> **DOMANDE**
**1)** Riscrivi il brano da "Questa rivoluzione sonora" a "udibili dall’orecchio umano.", sostituendo "Amazzonia" con "Borneo".
**2)** Secondo il brano, di quale università è docente Karen Bakker?

> **BRANO**
· · ·

Tra pochi anni utilizzeremo un ‘Google Translate’ per animali

Scritto da on 21 Gennaio 2023

Tra massimo 20 anni potremo chiacchierare con il cane, cantare con le balene, rispondere a un ruggito. Insomma dialogare – davvero – con gli animali non è più fantascienza. Karen Bakker, docente dell’Università della British Columbia, non ha dubbi: la svolta è dietro l’angolo, grazie ai progressi compiuti dall’intelligenza artificiale. “Non possediamo ancora un dizionario del capodoglio, ma ora abbiamo gli ingredienti per crearne uno”, ha affermato Bakker nel suo libro “The Sounds of Life” citato dal Financial Times in un lungo articolo sul tema. Lo strumento che immaginano gli scienziati sarebbe una sorta di “Google translate per lo zoo”.

Mentre l’IA fa passi da gigante, Bakker avanza l’allettante possibilità di una comunicazione interspecie. Di più. Ne stima anche i tempi: nei prossimi due decenni gli esseri umani utilizzeranno le macchine per tradurre e replicare i suoni degli animali.

Questa rivoluzione sonora è stata innescata dai progressi dell’hardware e del software. Microfoni e sensori economici, resistenti e di lunga durata oggi vengono attaccati agli alberi in Amazzonia, alle rocce nell’Artico o alla schiena dei delfini, consentendo un monitoraggio in tempo reale. Questo flusso di dati bioacustici viene poi elaborato da algoritmi di apprendimento automatico, che possono rilevare modelli nei suoni naturali infrasonici (a bassa frequenza) o ultrasonici (ad alta frequenza), non udibili dall’orecchio umano.

Ma, sottolinea Bakker, questi dati hanno senso solo se combinati con le osservazioni umane sui comportamenti naturali ottenute grazie al minuzioso lavoro sul campo dei biologi o all’analisi in crowdsourcing dei dilettanti. Ad esempio, Zooniverse, l’iniziativa di ricerca citizen science in grado di mobilitare più di un milione di volontari, ha contribuito a raccogliere tutti i tipi di dati e di set di addestramento per i modelli di apprendimento automatico. “La gente pensa che l’intelligenza artificiale sia una polvere magica da spargere su tutto, ma in realtà non è così che funziona”, afferma Bakker. “Stiamo usando l’apprendimento automatico per automatizzare e accelerare ciò che gli esseri umani stavano già facendo”.

· · ·

> **DATI FORNITI**
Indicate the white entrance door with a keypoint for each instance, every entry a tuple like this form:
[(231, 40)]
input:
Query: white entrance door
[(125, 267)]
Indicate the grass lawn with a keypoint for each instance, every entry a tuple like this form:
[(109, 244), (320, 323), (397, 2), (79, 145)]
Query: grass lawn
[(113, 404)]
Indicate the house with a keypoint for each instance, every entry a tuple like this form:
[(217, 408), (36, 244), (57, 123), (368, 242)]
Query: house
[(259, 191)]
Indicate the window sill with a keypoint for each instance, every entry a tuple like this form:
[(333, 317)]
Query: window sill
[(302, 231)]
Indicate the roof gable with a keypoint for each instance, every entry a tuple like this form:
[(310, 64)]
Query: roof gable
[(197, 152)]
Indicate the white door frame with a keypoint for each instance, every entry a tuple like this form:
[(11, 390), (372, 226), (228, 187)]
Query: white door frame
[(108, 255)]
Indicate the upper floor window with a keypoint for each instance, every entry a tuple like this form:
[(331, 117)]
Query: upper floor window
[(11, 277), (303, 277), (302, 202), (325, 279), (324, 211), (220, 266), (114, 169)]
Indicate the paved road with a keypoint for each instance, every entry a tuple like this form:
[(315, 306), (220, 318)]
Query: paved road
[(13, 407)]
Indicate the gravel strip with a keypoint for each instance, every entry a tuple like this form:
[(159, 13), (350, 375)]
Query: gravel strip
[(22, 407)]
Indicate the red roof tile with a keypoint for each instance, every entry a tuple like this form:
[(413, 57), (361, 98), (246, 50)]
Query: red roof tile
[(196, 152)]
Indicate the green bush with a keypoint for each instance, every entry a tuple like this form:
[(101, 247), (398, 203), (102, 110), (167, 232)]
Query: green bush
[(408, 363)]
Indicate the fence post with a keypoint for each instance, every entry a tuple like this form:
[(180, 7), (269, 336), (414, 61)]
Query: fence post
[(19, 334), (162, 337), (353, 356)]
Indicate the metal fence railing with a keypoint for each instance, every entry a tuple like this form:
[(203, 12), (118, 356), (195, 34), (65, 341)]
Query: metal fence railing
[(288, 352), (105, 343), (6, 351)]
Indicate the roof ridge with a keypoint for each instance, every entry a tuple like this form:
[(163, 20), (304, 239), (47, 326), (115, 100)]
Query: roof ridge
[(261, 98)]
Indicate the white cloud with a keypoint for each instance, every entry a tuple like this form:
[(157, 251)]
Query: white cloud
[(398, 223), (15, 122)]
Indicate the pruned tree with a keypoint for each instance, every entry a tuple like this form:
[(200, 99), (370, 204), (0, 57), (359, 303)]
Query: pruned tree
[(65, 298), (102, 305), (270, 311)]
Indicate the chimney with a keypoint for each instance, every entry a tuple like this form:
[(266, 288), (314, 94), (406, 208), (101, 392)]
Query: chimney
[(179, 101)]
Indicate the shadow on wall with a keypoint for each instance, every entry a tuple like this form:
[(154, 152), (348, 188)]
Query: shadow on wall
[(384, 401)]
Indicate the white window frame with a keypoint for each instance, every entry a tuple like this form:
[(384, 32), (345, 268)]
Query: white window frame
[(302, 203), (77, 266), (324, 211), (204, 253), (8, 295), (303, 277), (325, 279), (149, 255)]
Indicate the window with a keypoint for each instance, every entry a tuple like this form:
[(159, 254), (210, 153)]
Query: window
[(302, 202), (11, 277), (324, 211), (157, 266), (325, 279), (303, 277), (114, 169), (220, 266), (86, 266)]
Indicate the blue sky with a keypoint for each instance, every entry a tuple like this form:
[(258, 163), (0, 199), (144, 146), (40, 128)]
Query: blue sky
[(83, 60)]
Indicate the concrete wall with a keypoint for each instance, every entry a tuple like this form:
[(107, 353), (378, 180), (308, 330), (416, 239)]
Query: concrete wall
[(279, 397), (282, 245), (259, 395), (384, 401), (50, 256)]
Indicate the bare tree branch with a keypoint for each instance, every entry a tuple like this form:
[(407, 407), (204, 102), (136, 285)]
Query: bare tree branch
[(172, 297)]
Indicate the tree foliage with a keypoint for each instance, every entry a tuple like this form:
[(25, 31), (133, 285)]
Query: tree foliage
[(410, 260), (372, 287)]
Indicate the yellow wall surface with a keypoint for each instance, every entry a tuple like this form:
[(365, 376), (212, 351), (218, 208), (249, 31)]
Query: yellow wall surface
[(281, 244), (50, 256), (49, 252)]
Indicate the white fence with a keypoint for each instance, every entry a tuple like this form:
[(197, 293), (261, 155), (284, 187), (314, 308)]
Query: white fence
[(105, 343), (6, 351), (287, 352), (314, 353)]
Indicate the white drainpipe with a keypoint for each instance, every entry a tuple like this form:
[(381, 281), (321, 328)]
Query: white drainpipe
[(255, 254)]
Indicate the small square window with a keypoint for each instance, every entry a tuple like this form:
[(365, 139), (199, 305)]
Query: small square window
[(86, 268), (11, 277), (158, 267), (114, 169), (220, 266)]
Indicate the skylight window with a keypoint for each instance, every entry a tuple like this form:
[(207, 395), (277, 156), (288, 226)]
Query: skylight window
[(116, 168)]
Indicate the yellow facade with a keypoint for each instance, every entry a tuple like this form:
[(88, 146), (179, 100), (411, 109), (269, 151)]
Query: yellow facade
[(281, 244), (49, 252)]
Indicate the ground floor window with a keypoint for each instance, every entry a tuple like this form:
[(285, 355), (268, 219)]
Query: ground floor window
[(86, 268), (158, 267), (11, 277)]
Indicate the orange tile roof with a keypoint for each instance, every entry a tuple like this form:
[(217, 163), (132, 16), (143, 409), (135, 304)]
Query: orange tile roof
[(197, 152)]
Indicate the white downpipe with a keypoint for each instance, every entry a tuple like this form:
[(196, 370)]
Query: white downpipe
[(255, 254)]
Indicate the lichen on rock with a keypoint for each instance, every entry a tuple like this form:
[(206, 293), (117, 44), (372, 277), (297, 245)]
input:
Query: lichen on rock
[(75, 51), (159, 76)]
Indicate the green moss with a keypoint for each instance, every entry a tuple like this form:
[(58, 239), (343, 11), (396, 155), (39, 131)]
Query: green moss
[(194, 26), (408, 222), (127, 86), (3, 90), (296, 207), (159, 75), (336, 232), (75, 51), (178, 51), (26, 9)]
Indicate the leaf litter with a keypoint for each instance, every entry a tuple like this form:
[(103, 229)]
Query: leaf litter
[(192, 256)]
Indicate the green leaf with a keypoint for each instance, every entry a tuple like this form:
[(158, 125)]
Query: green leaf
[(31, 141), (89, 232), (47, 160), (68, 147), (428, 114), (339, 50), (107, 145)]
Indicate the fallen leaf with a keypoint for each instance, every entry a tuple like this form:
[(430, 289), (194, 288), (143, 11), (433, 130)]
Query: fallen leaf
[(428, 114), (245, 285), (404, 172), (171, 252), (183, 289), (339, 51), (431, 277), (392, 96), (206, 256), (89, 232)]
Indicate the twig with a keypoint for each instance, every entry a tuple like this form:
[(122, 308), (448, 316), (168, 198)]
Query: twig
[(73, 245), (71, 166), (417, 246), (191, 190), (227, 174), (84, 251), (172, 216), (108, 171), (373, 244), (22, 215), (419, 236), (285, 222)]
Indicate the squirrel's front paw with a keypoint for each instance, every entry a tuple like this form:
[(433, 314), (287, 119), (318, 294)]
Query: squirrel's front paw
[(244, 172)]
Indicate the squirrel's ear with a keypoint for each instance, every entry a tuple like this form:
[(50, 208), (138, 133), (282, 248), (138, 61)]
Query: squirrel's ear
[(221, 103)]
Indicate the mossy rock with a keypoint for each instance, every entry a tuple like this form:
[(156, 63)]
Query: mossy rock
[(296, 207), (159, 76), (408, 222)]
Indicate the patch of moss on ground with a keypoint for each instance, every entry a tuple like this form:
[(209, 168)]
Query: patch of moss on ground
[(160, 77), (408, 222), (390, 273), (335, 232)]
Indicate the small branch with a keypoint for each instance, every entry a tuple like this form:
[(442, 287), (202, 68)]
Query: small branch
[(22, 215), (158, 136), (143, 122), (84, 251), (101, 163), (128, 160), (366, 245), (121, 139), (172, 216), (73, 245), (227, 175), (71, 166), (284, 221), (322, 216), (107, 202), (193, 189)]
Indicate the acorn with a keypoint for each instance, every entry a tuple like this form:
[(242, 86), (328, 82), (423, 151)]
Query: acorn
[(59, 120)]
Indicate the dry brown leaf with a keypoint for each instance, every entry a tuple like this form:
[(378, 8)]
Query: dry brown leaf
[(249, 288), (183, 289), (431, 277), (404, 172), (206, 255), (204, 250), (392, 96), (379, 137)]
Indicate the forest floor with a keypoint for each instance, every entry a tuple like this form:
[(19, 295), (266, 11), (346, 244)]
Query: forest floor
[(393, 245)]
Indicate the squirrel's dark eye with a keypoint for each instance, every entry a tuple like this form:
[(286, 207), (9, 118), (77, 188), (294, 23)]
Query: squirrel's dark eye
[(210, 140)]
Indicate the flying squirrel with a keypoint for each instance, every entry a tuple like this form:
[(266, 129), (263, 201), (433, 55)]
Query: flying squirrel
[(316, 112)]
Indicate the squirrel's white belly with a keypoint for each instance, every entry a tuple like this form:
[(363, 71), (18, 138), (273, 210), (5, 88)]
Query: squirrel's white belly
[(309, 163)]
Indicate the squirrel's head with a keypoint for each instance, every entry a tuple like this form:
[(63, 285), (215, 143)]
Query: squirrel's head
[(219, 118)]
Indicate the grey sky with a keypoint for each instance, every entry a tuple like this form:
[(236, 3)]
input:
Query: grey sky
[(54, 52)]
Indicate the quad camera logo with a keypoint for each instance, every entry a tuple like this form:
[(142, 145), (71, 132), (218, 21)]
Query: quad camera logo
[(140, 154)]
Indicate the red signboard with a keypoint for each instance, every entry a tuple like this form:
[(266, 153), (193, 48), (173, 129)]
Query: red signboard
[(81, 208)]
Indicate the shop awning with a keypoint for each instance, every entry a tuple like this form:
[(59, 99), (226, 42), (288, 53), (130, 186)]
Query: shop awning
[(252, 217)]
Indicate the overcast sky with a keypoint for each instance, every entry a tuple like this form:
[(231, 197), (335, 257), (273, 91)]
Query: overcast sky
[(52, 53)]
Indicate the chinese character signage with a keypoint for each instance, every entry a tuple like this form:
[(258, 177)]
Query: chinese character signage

· · ·

> **SOLUZIONI**
**1)**
Questa rivoluzione sonora è stata innescata dai progressi dell’hardware e del software. Microfoni e sensori economici, resistenti e di lunga durata oggi vengono attaccati agli alberi in Borneo, alle rocce nell’Artico o alla schiena dei delfini, consentendo un monitoraggio in tempo reale. Questo flusso di dati bioacustici viene poi elaborato da algoritmi di apprendimento automatico, che possono rilevare modelli nei suoni naturali infrasonici (a bassa frequenza) o ultrasonici (ad alta frequenza), non udibili dall’orecchio umano.

**2)** Dell'Università della British Columbia.